Reproduce the listing in full, exactly as written, but without images.

___

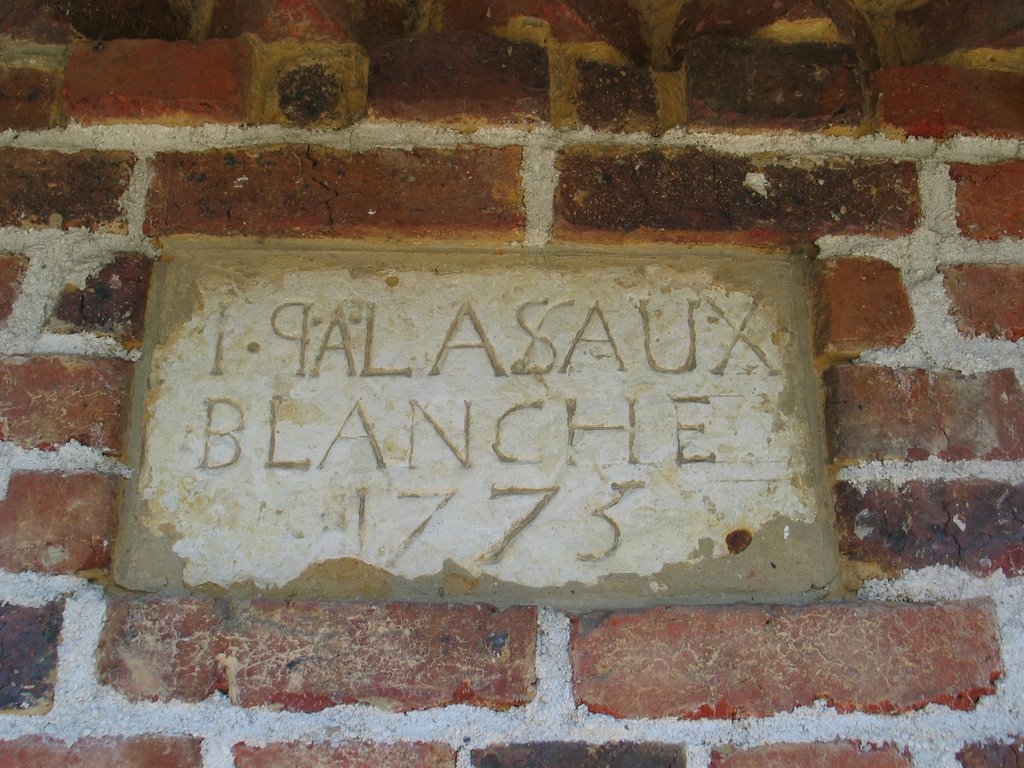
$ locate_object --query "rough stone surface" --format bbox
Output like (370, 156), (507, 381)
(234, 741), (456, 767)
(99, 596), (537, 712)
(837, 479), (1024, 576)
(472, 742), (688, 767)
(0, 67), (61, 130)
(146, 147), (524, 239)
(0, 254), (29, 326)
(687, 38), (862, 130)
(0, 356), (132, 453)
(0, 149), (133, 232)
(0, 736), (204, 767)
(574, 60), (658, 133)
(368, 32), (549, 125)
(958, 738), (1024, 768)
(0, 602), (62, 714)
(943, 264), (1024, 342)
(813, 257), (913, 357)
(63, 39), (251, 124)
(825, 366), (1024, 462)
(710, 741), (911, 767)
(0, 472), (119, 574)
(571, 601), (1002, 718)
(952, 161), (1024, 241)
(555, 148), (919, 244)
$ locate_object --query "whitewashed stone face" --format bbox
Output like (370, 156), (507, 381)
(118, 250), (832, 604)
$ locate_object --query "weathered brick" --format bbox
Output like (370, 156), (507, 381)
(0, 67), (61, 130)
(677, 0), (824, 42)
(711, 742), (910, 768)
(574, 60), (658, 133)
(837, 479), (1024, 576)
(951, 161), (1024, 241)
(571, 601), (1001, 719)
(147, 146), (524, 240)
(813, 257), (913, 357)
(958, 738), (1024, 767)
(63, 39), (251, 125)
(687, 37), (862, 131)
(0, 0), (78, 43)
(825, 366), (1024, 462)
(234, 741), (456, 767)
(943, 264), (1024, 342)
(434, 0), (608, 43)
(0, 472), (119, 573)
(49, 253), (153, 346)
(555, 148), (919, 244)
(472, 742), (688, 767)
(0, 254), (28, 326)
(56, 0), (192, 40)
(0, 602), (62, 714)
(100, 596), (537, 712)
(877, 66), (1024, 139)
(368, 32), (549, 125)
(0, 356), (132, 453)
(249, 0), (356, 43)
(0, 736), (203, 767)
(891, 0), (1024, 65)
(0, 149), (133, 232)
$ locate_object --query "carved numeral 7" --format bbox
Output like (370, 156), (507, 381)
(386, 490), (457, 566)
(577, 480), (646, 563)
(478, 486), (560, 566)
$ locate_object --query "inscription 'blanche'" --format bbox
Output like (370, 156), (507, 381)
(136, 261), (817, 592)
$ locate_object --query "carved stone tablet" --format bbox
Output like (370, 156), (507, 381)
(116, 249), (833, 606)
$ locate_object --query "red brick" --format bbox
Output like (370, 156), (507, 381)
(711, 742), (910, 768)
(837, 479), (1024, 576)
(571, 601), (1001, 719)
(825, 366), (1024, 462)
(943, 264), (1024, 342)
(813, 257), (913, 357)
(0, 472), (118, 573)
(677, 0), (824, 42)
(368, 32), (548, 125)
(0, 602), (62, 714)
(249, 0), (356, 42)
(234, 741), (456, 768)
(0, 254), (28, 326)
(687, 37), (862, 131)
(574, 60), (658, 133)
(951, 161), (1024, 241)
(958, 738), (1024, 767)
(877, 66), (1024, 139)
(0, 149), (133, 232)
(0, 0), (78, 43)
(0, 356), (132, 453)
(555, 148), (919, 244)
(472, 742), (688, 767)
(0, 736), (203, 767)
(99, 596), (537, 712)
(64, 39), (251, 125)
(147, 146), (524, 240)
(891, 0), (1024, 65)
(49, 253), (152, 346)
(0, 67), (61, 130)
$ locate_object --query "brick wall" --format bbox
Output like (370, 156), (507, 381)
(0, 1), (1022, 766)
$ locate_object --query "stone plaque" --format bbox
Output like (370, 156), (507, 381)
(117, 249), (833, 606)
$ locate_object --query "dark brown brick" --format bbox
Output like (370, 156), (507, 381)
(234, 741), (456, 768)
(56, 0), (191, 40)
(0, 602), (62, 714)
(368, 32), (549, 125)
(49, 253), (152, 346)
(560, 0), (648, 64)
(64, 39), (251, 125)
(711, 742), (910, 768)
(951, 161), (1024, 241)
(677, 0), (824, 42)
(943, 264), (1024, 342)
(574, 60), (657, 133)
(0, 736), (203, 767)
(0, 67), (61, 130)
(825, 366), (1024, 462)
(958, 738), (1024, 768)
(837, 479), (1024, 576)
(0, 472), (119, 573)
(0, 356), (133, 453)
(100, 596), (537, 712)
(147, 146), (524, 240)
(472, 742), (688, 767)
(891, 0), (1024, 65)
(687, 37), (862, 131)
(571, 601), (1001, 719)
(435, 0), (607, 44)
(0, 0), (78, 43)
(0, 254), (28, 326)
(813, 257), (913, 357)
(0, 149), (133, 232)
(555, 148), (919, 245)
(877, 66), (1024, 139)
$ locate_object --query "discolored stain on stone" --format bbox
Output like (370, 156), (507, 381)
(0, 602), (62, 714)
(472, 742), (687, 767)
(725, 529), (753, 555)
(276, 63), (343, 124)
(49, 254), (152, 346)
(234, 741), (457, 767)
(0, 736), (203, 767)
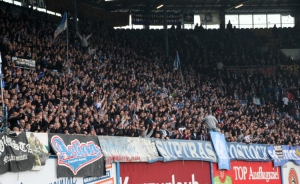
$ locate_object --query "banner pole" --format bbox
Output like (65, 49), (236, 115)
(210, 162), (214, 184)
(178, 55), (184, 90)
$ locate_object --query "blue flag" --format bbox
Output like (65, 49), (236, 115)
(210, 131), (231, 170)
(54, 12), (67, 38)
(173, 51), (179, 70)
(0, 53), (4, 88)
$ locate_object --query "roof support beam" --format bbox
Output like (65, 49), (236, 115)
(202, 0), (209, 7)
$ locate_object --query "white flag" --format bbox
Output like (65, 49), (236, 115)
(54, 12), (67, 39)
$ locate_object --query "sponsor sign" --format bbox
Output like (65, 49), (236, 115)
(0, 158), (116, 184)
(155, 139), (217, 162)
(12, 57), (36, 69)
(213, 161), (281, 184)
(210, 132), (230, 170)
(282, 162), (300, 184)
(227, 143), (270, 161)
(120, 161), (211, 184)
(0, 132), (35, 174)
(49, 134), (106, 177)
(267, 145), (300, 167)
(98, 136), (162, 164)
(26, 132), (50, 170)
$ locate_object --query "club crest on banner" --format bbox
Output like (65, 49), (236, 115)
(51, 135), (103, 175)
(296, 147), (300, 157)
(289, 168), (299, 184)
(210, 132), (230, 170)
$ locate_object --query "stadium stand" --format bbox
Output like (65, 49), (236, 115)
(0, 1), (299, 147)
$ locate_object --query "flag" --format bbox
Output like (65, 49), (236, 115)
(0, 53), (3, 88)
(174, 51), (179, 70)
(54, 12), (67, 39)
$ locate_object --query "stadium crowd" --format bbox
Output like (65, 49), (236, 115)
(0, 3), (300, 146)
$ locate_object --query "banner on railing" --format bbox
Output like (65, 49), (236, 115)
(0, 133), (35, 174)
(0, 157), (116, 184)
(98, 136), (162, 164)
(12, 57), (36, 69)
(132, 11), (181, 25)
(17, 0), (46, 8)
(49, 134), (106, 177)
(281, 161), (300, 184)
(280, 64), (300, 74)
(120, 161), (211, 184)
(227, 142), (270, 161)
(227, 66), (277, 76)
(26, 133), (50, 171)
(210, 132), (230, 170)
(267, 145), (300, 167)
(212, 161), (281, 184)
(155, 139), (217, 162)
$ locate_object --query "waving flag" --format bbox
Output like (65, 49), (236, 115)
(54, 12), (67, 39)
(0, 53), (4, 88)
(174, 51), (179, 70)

___

ANSWER SPACE:
$ locate_object --query "rough stone surface" --format bbox
Output like (370, 156), (507, 381)
(234, 741), (456, 767)
(99, 596), (537, 712)
(837, 479), (1024, 576)
(472, 742), (688, 767)
(0, 67), (61, 130)
(146, 147), (524, 239)
(0, 254), (29, 326)
(687, 38), (862, 130)
(0, 356), (132, 453)
(0, 149), (133, 232)
(0, 736), (204, 767)
(574, 60), (658, 133)
(368, 32), (549, 125)
(958, 738), (1024, 768)
(0, 602), (62, 714)
(943, 264), (1024, 342)
(813, 257), (913, 357)
(63, 39), (251, 124)
(825, 366), (1024, 462)
(710, 741), (911, 767)
(0, 472), (119, 574)
(571, 601), (1002, 718)
(952, 161), (1024, 241)
(555, 148), (919, 244)
$ locate_object --query "whitewashed stone face" --format bbox
Output like (370, 156), (507, 381)
(118, 250), (832, 604)
$ locate_object --query "weathered brick" --format bbox
Output like (370, 156), (507, 381)
(0, 67), (61, 130)
(677, 0), (824, 42)
(711, 742), (910, 768)
(574, 60), (658, 133)
(837, 479), (1024, 576)
(951, 161), (1024, 241)
(571, 601), (1001, 719)
(147, 146), (524, 240)
(813, 257), (913, 357)
(958, 738), (1024, 767)
(63, 39), (251, 125)
(687, 37), (862, 131)
(0, 0), (78, 43)
(825, 366), (1024, 462)
(234, 741), (456, 767)
(943, 264), (1024, 342)
(434, 0), (608, 43)
(0, 472), (119, 573)
(49, 253), (153, 346)
(555, 148), (919, 244)
(472, 742), (688, 767)
(0, 254), (28, 326)
(56, 0), (192, 40)
(0, 602), (62, 714)
(100, 596), (537, 712)
(877, 66), (1024, 139)
(368, 32), (549, 125)
(0, 356), (132, 453)
(249, 0), (356, 43)
(0, 736), (203, 767)
(891, 0), (1024, 65)
(0, 149), (133, 232)
$ locate_object --query "carved numeral 7" --format bbox
Output like (370, 156), (507, 381)
(386, 490), (457, 566)
(577, 480), (646, 563)
(478, 486), (560, 566)
$ locate_object --query "inscription 'blanche'" --format bbox
Output like (370, 156), (507, 381)
(136, 261), (817, 592)
$ locate_object --query "carved stone tablet" --format bbox
Output like (370, 156), (507, 381)
(116, 249), (833, 606)
$ locate_object --query "red brick" --format bbox
Output like (370, 156), (507, 381)
(711, 742), (910, 768)
(837, 479), (1024, 576)
(571, 601), (1001, 719)
(825, 366), (1024, 462)
(943, 264), (1024, 342)
(813, 257), (913, 357)
(0, 472), (118, 573)
(677, 0), (824, 42)
(368, 32), (548, 125)
(0, 602), (62, 714)
(249, 0), (356, 42)
(234, 741), (456, 768)
(0, 254), (28, 326)
(687, 37), (862, 131)
(574, 60), (658, 133)
(951, 161), (1024, 241)
(958, 738), (1024, 767)
(877, 66), (1024, 139)
(0, 149), (133, 232)
(0, 0), (78, 43)
(0, 356), (132, 453)
(555, 148), (919, 244)
(472, 742), (688, 767)
(0, 736), (203, 767)
(99, 596), (537, 712)
(64, 39), (251, 125)
(147, 146), (524, 240)
(891, 0), (1024, 65)
(49, 253), (152, 346)
(0, 67), (61, 130)
$ locate_object --query "brick wall" --format bbox
Output like (370, 156), (507, 381)
(0, 1), (1022, 766)
$ locate_object --query "stone plaque" --format bbox
Output like (370, 156), (507, 381)
(117, 249), (833, 606)
$ locate_object --query "dark brown brick" --format bbox
Output like (370, 156), (507, 381)
(234, 741), (456, 768)
(56, 0), (191, 40)
(0, 602), (62, 714)
(368, 32), (549, 125)
(49, 253), (152, 346)
(560, 0), (648, 64)
(64, 39), (251, 125)
(711, 742), (910, 768)
(951, 161), (1024, 241)
(677, 0), (824, 42)
(943, 264), (1024, 342)
(574, 60), (657, 133)
(0, 736), (203, 767)
(0, 67), (61, 130)
(825, 366), (1024, 462)
(958, 738), (1024, 768)
(837, 479), (1024, 576)
(0, 472), (119, 573)
(0, 356), (133, 453)
(100, 596), (537, 712)
(147, 146), (524, 240)
(472, 742), (688, 767)
(891, 0), (1024, 65)
(687, 37), (862, 131)
(571, 601), (1001, 719)
(435, 0), (607, 44)
(0, 0), (78, 43)
(0, 254), (28, 326)
(813, 257), (913, 357)
(0, 149), (133, 232)
(555, 148), (919, 245)
(877, 66), (1024, 139)
$ locate_object --query "discolored stain on stone" --format bbox
Output like (370, 156), (507, 381)
(0, 602), (62, 714)
(472, 742), (687, 767)
(725, 529), (753, 555)
(276, 63), (343, 124)
(49, 254), (152, 346)
(234, 741), (457, 767)
(0, 736), (203, 767)
$ locate_object --query "banner pole" --format bbox
Output like (65, 49), (236, 115)
(210, 162), (214, 184)
(178, 55), (184, 90)
$ locate_object --query "blue flag" --format bbox
Output like (65, 49), (236, 115)
(210, 131), (231, 170)
(54, 12), (67, 38)
(173, 51), (179, 70)
(0, 53), (4, 88)
$ locate_object --query "roof support beam" --format bbox
Output like (65, 49), (236, 115)
(202, 0), (209, 7)
$ locate_object --query "white flag" --format bbox
Output like (65, 49), (236, 115)
(54, 12), (67, 39)
$ locate_object --query "sponsor sign" --format bbox
Output like (65, 49), (236, 115)
(0, 158), (116, 184)
(155, 139), (217, 162)
(12, 57), (36, 69)
(213, 161), (281, 184)
(210, 132), (230, 170)
(282, 162), (300, 184)
(227, 143), (270, 161)
(120, 161), (211, 184)
(0, 132), (35, 174)
(49, 134), (106, 177)
(267, 145), (300, 167)
(98, 136), (162, 164)
(26, 132), (50, 170)
$ locate_object --query "club crest on banner" --format bbox
Output like (65, 49), (236, 115)
(51, 135), (103, 175)
(296, 147), (300, 157)
(289, 168), (299, 184)
(210, 132), (230, 170)
$ locate_object --query "stadium stand" --format bbox
Output like (65, 49), (236, 115)
(0, 1), (299, 147)
$ locate_object --query "flag" --format bbox
Output like (65, 49), (236, 115)
(0, 53), (3, 88)
(174, 51), (179, 70)
(54, 12), (67, 39)
$ locate_object --query "stadium crowd" --format bbox
Output like (65, 49), (236, 115)
(0, 3), (300, 146)
$ locate_object --query "banner on railing" --format bbox
Output like (65, 49), (236, 115)
(0, 133), (35, 174)
(0, 157), (116, 184)
(98, 136), (162, 164)
(12, 57), (36, 69)
(132, 11), (181, 25)
(17, 0), (46, 8)
(49, 134), (106, 177)
(281, 161), (300, 184)
(280, 64), (300, 74)
(120, 161), (211, 184)
(227, 142), (270, 161)
(227, 66), (277, 76)
(26, 133), (50, 171)
(210, 132), (230, 170)
(267, 145), (300, 167)
(212, 161), (281, 184)
(155, 139), (217, 162)
$ locate_object --query "waving flag" --format bbox
Output like (65, 49), (236, 115)
(54, 12), (67, 39)
(0, 53), (4, 88)
(174, 51), (179, 70)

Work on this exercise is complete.